* PROBLEM TO SOLVE
Would you restate, exactly as they appear, the lines from the one containing "the carved skull" through the end of the data below?

* SOURCE INFORMATION
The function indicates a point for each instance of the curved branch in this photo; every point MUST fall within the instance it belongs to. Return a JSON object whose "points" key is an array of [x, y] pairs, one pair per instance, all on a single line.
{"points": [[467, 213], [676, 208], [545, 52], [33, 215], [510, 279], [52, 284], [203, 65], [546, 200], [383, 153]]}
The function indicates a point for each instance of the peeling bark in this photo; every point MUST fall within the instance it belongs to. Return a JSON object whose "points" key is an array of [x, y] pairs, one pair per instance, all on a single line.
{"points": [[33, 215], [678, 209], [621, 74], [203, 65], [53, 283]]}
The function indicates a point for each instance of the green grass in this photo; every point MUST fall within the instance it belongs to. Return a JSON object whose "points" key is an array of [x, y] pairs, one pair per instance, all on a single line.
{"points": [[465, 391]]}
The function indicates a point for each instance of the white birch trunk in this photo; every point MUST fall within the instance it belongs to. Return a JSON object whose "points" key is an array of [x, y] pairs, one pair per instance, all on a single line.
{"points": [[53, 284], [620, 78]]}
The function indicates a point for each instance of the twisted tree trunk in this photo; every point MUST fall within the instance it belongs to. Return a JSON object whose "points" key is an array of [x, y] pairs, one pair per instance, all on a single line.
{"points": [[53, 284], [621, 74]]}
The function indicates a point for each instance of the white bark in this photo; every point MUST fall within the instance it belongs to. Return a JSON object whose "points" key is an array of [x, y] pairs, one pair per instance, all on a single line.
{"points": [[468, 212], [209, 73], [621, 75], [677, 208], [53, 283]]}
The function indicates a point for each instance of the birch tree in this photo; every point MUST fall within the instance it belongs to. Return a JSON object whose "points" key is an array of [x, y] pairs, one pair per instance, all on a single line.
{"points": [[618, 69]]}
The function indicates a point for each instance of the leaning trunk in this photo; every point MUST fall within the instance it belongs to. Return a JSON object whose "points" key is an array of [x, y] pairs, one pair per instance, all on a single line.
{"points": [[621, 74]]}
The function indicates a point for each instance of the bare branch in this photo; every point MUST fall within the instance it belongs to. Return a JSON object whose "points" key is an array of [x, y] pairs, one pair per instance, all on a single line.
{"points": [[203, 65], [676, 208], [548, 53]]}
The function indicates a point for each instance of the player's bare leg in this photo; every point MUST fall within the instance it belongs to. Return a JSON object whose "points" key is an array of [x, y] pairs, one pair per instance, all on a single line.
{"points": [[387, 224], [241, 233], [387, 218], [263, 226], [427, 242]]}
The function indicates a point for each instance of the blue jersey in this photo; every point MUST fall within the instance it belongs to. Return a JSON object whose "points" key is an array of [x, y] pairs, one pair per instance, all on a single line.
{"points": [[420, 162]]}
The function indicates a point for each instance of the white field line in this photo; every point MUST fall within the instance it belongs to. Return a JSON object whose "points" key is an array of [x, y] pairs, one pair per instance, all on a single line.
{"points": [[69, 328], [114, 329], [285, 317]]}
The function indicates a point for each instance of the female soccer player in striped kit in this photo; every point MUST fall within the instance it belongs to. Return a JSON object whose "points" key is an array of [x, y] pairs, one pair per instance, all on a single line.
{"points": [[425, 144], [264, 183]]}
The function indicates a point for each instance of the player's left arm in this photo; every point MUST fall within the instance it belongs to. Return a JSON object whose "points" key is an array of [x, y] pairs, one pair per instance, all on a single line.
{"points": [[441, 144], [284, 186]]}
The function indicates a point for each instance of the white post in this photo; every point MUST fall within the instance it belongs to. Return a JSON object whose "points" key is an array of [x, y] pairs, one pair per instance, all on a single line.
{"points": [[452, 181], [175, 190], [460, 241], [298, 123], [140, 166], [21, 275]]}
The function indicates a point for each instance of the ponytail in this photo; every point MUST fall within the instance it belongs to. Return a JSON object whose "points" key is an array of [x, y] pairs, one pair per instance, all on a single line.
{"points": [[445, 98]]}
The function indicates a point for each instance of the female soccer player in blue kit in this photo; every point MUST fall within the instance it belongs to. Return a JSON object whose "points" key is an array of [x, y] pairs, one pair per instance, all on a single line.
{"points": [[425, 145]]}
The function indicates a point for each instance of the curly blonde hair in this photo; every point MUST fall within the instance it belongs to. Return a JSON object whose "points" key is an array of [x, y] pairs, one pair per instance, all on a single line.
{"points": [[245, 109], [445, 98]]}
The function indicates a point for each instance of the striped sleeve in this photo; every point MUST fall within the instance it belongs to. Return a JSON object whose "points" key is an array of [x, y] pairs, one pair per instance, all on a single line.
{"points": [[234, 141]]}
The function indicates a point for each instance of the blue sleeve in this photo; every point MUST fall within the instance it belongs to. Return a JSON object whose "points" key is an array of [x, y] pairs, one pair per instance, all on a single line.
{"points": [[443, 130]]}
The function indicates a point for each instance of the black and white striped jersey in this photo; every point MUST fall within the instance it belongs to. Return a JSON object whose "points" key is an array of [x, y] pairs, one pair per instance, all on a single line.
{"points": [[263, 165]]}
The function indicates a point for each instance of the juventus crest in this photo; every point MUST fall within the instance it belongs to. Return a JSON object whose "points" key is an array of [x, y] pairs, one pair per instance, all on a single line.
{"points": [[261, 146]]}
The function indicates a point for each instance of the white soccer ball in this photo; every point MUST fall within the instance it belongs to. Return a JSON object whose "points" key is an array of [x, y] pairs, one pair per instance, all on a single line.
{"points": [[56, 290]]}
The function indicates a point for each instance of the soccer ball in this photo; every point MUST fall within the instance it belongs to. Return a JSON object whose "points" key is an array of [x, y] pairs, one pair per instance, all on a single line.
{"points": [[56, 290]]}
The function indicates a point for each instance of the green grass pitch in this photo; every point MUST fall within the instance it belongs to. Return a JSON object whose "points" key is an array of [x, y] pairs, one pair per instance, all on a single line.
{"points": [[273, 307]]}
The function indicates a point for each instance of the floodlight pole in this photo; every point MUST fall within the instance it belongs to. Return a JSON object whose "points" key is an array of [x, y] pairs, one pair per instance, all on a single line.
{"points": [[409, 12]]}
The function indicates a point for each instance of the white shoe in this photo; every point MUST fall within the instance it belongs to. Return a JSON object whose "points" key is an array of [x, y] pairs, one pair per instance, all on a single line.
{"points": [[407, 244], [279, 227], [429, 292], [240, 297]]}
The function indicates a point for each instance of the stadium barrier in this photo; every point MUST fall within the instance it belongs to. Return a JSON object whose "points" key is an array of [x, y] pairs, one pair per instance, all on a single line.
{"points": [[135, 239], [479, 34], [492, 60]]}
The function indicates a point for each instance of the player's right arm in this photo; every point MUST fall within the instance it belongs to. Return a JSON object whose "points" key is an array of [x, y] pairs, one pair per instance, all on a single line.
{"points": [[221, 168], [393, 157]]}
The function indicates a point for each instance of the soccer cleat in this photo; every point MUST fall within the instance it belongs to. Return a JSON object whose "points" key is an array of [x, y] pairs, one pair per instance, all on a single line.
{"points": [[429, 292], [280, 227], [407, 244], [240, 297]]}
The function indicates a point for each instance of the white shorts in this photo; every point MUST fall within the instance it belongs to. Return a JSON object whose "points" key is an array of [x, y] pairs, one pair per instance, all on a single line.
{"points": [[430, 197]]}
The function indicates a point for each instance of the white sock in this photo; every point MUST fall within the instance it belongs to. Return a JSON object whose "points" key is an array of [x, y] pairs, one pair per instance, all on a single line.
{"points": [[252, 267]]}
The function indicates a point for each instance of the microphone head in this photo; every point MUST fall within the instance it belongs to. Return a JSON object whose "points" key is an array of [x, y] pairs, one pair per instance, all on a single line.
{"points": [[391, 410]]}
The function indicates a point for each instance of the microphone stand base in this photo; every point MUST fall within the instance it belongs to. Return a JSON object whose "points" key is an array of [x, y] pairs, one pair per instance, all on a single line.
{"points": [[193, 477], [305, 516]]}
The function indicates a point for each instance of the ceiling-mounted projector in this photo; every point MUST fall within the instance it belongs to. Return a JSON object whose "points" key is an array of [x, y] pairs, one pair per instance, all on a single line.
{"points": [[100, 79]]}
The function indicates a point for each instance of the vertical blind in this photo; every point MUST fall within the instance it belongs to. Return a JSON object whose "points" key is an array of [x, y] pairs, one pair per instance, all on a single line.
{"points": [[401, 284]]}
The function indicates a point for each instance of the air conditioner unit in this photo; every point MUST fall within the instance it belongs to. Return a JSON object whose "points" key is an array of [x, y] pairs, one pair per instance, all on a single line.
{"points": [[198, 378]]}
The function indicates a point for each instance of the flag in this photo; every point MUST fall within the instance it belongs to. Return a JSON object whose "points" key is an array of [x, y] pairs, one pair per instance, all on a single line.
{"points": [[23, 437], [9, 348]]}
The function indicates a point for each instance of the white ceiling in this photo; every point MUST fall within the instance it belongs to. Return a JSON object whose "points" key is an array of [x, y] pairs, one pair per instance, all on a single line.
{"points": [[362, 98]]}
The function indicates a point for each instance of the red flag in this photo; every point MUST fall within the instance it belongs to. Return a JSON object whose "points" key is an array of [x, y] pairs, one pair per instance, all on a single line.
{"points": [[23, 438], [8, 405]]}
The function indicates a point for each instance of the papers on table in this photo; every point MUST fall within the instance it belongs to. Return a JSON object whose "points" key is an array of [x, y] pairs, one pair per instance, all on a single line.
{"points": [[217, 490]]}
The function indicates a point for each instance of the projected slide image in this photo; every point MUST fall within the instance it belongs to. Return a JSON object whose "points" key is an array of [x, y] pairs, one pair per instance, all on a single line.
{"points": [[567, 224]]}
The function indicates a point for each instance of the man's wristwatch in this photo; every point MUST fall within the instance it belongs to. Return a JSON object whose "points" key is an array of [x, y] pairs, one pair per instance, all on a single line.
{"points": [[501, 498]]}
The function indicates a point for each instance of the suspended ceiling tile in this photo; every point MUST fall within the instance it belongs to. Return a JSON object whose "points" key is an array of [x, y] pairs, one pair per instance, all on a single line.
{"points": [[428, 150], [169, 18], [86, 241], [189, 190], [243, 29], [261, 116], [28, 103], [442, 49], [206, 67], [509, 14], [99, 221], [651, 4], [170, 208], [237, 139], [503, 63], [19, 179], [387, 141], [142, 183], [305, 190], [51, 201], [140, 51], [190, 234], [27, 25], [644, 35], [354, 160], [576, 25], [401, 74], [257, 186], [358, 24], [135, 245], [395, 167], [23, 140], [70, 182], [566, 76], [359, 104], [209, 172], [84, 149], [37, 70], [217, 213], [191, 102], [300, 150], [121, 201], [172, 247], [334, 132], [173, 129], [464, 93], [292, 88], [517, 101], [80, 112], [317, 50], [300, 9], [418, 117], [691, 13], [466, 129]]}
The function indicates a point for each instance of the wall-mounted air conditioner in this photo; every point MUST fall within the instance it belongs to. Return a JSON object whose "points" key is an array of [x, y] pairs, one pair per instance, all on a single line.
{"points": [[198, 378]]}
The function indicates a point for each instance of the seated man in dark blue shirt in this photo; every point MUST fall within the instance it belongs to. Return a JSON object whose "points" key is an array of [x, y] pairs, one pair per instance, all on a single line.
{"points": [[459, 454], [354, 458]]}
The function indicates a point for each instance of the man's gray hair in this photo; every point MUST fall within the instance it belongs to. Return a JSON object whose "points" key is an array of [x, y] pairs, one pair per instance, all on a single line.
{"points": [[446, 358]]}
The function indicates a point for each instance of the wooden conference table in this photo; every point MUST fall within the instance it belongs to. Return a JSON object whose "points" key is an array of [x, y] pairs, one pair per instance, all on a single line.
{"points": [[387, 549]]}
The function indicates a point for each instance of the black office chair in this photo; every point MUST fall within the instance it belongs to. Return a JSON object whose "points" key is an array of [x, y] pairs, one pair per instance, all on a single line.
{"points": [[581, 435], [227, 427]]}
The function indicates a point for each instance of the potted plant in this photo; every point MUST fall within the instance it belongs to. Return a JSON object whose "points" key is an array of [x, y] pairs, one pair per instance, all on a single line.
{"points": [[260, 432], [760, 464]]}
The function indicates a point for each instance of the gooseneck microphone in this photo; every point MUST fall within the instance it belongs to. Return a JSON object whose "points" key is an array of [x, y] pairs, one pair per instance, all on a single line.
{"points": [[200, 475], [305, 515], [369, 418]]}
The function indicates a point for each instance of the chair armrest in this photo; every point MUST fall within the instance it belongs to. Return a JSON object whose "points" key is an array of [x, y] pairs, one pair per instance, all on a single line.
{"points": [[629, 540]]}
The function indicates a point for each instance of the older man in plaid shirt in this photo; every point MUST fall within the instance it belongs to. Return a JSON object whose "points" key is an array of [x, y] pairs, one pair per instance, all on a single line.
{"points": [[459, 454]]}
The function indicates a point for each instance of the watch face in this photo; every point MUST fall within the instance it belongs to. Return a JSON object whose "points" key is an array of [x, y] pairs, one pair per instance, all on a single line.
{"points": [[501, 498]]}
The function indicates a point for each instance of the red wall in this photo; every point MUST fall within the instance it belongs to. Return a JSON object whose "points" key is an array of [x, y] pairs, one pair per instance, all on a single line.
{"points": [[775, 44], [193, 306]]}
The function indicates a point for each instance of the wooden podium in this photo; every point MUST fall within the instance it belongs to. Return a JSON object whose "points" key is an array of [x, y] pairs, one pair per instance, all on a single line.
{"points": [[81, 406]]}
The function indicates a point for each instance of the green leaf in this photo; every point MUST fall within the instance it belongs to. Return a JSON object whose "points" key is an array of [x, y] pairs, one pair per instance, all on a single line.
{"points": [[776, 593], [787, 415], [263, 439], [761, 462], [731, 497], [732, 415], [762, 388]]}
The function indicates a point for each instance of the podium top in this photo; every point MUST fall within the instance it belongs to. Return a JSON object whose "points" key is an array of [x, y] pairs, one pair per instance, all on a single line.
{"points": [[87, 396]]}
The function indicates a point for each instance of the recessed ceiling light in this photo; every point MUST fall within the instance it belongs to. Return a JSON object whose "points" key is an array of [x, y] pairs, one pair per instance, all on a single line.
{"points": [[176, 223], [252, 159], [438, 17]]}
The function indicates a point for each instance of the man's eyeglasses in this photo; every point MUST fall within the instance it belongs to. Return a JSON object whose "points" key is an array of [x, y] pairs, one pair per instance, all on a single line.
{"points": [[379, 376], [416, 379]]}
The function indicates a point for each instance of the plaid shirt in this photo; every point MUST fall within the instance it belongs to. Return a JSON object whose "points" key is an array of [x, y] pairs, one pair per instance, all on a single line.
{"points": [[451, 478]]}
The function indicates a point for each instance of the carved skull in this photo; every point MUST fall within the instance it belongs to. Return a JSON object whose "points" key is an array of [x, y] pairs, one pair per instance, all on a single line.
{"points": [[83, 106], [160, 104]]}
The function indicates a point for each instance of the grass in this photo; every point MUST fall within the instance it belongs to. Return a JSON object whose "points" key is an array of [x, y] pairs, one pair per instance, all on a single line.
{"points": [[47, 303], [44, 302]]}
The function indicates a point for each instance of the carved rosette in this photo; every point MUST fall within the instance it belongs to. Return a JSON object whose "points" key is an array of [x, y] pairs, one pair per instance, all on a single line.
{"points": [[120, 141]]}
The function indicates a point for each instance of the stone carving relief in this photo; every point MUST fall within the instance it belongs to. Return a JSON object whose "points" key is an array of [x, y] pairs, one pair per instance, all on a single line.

* RESPONSE AREA
The function indicates a point for each instance of the carved skull in this photo; every point MUST fall within the instance it belongs to. Return a JSON object whose "points" key is an array of [x, y] pairs, one pair per instance, all on a single line.
{"points": [[83, 106], [160, 104]]}
The function indicates a point for each instance of the grass in this photo; every point MUST fall within the instance it belongs to. Return a JSON object whose "points" key is an array of [x, y] pairs, one pair per instance, all on a single line.
{"points": [[47, 303], [44, 302]]}
The function indicates a point for each instance of the carved rosette in this photo; every point MUST fall within the instance it belongs to. Return a JSON object whose "points" key is an array of [x, y] pairs, one pair per instance, all on a single line.
{"points": [[120, 141]]}
The function indicates a point for each instance of the stone carving relief in this photo; every point MUST fall within the instance it belongs to. Return a JSON object whose "points" key is an array of [x, y] pairs, one pair per instance, all on a single line.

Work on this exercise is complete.